Исса Костоев: Лену Закотнову, убийство которой повесили на Кравченко, в 1978 году убил Чикатило. Впервые об этом мне рассказал сам Чикатило. Закотнова была его первой жертвой. О таком убийстве следствие ничего не знало, а если бы знало, то преступная деятельность Чикатило пресечена была бы намного раньше. Немногие знают, что Чикатило именно по этому эпизоду оправдали. Конечно, если исключить из 55 убийств одно, два и даже 10, сути дела это не меняет — всё равно расстреляли бы. Но важно то, что его можно было поймать ещё на том убийстве. Это самое печальное. К нему подошли совсем близко, опрашивали его жену, ещё несколько шагов оставалось. Но тут появился Александр Кравченко — он проживал недалеко от места обнаружения трупа, так ещё и был судим ранее за изнасилование. Всё просто — арестовали, систематически избивали, устраивали насилие над ним, и он сознался. Ему смерть — а кому-то «благополучно раскрытое» тяжкое преступление.

Указание A:
Ответьте по исходному фрагменту о деле Закотновой:
(i) В каком году была убита Лена Закотнова?
(ii) Кто первым рассказал Иссе Костоеву об этом убийстве?
(iii) За что ранее был судим Александр Кравченко?
Указание B:
Допишите следующую часть исходного фрагмента о деле Закотновой, начав сразу после его последнего предложения.

[Записи данных]
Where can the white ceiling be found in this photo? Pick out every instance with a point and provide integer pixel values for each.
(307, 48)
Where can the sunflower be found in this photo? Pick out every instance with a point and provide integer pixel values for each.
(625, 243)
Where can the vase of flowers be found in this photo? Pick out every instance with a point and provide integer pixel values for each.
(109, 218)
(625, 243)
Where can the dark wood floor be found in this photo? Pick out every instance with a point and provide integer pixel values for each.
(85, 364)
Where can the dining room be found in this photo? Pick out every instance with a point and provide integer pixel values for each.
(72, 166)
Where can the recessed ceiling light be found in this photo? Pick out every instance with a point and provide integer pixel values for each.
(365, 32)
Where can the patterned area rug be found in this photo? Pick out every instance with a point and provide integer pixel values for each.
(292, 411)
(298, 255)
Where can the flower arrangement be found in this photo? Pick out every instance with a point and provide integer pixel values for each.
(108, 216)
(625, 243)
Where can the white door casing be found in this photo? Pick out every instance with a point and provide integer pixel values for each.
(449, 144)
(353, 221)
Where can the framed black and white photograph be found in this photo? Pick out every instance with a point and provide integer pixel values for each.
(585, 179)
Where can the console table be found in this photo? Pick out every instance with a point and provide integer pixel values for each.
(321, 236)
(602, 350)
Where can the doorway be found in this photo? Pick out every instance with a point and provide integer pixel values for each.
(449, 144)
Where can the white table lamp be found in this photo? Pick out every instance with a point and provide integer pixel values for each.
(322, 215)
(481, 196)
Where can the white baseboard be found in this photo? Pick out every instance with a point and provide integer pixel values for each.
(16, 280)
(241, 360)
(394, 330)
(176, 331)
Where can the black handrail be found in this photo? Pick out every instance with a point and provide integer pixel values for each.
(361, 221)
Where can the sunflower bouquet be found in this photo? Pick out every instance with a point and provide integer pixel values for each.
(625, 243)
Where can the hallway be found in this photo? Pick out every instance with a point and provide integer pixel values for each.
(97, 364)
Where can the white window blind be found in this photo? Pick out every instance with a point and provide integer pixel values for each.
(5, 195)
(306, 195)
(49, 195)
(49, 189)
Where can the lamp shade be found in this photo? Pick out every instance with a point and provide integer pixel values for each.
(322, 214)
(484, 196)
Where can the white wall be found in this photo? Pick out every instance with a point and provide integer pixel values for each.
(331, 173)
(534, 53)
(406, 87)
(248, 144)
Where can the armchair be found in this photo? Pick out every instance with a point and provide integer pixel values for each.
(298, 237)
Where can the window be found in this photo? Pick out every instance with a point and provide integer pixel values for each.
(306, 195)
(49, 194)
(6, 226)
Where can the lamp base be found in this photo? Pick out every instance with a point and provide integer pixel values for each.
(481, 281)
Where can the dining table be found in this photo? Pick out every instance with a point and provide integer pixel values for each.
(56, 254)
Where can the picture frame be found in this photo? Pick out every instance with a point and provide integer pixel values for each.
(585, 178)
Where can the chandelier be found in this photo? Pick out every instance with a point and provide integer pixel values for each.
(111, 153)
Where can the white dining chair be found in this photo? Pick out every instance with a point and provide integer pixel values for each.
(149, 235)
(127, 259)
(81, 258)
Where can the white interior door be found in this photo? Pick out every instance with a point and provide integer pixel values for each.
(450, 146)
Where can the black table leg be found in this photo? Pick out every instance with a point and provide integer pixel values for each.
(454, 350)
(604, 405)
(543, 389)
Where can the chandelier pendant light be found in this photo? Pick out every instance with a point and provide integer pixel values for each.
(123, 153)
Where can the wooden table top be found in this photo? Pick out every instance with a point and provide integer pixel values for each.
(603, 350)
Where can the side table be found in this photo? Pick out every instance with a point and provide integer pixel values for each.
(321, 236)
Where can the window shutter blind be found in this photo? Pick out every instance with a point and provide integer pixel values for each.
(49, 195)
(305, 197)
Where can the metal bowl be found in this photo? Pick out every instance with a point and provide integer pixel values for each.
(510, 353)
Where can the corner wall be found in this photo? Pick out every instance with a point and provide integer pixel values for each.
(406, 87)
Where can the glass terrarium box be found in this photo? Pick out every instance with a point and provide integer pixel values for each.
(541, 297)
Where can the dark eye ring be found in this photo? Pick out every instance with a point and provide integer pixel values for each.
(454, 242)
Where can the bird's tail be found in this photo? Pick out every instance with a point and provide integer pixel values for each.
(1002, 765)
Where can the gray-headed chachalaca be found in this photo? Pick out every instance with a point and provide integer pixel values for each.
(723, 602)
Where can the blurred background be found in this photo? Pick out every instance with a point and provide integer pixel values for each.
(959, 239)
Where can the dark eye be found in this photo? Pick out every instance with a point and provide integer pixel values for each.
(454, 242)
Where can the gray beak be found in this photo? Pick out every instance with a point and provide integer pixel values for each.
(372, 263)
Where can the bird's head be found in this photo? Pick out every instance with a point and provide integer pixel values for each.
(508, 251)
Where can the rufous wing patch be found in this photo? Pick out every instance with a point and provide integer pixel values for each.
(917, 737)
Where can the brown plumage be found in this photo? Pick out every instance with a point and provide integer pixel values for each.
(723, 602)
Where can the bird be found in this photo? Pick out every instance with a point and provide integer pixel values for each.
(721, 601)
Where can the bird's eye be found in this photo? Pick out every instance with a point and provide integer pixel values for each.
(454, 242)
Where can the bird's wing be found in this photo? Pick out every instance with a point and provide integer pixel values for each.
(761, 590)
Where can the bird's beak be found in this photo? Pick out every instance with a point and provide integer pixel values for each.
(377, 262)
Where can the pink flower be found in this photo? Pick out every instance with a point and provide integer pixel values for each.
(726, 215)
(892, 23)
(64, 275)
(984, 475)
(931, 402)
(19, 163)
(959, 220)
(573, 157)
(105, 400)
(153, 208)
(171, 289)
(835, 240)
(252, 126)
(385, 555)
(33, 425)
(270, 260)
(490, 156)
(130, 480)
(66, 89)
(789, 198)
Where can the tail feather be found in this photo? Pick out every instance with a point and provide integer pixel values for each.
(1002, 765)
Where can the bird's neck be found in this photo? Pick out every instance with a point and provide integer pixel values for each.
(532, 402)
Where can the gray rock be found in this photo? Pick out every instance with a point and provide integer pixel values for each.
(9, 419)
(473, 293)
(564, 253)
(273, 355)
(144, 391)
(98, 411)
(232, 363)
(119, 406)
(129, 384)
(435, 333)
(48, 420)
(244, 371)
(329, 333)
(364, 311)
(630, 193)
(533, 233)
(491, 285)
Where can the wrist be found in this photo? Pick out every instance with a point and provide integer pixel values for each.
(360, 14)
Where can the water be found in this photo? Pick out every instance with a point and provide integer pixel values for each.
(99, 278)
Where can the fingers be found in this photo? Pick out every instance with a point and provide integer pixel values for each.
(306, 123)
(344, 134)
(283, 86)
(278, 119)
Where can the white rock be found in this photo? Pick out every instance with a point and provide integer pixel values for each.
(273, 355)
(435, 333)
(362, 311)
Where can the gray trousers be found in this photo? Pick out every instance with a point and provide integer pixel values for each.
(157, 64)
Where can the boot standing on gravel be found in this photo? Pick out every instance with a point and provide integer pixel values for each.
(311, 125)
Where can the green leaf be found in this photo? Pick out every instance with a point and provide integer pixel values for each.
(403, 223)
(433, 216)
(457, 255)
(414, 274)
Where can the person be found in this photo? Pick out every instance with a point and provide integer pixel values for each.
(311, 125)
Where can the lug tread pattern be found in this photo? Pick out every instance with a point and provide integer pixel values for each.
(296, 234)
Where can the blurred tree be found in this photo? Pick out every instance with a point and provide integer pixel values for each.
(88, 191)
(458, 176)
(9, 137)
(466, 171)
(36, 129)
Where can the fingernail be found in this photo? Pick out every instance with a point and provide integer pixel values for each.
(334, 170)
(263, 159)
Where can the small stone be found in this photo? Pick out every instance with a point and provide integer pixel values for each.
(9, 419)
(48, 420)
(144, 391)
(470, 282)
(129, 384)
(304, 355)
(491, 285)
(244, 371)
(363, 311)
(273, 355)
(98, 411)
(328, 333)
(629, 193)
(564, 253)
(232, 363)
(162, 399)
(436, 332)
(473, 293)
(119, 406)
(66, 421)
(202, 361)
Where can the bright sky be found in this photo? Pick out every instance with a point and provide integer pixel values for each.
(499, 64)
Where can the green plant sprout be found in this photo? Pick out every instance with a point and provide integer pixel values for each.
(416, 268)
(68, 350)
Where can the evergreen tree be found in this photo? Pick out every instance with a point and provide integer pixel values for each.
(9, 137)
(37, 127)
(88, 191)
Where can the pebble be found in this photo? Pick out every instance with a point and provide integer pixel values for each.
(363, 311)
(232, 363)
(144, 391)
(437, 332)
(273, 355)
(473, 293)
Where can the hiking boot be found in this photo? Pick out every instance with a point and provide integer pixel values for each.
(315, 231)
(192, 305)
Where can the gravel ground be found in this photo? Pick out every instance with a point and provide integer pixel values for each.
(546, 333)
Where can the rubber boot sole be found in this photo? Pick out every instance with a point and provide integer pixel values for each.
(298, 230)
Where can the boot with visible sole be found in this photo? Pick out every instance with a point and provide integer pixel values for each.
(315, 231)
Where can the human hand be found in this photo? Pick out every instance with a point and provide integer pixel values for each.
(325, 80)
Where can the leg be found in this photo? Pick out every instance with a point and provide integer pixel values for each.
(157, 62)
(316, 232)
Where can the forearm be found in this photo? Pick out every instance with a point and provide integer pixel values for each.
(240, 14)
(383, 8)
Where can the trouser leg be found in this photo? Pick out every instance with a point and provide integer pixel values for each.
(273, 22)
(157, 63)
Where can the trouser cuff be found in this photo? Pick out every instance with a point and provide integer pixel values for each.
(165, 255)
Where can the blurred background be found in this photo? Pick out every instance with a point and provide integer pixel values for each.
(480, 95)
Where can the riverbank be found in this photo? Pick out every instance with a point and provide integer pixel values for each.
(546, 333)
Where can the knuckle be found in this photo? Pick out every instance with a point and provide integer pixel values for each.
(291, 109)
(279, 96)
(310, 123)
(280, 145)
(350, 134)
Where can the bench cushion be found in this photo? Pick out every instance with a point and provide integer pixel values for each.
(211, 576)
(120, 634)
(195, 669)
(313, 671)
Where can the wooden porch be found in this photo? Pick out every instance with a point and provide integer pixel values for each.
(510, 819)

Ответ к заданию A:
(i) В 1978 году.
(ii) Сам Чикатило.
(iii) За изнасилование.

Ответ к заданию B:
— Моё сердце болело, когда я читал жалобу Кравченко в президиум, он писал: «Наступит день, когда всем вам будет стыдно за мою безвинно погубленную жизнь!». 40 листов написал — как издевались, как мучили его. Если меня на том свете спросят, почему так случилось, я не смогу найти этому оправдания. Я знаю, как чувствует себя человек, совершивший тягчайшие преступления, в смертной камере, как он сходит с ума от каждого шороха, лязга ключей за дверью. А потом домысливаю, как чувствует себя тот, кто не совершил, а я его приговорили к расстрелу. И он не может доказать государству, что не виноват. Мне тягостно вспоминать о Кравченко. Я послал следователя к его матери на Украину с бумагой — что невиновен он. Она говорила: «Что-то мне сын давно не пишет, я во сне его вижу... он рассказывает, что ему холодно, я ему носки вяжу. Хочу отправить». Представляете — она, бедная, даже не знала, что его казнили.
— В итоге вы доказали Верховному суду, что Кравченко невиновен?
— Верховный суд под давлением убедительных доказательств, которые я представил ему, с третьего захода был вынужден отменить ранее состоявшиеся судебное решение о расстреле Кравченко. Мной было проведено дополнительное расследование. Когда я его завершил, уголовное дело против Кравченко было прекращено. В суд поступило дело об обвинении Чикатило, но примерно через 3 года судом это обвинение было исключено. В итоге дело оказалось подвешенным — убийцы Елены Закотновой документально до сих пор нет.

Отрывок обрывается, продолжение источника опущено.